======== DATA RECORDS

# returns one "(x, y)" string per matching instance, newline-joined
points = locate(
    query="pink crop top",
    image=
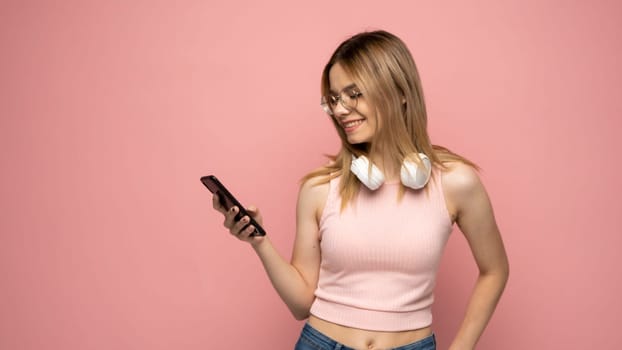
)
(380, 257)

================

YOUR INSTRUCTIONS
All of the records should be output exactly as they stand, with pictures omitted.

THE COMPLETED TASK
# returns one "(x, y)" string per matching instance, newline-joined
points = locate(
    query="pink crop top",
    image=
)
(380, 257)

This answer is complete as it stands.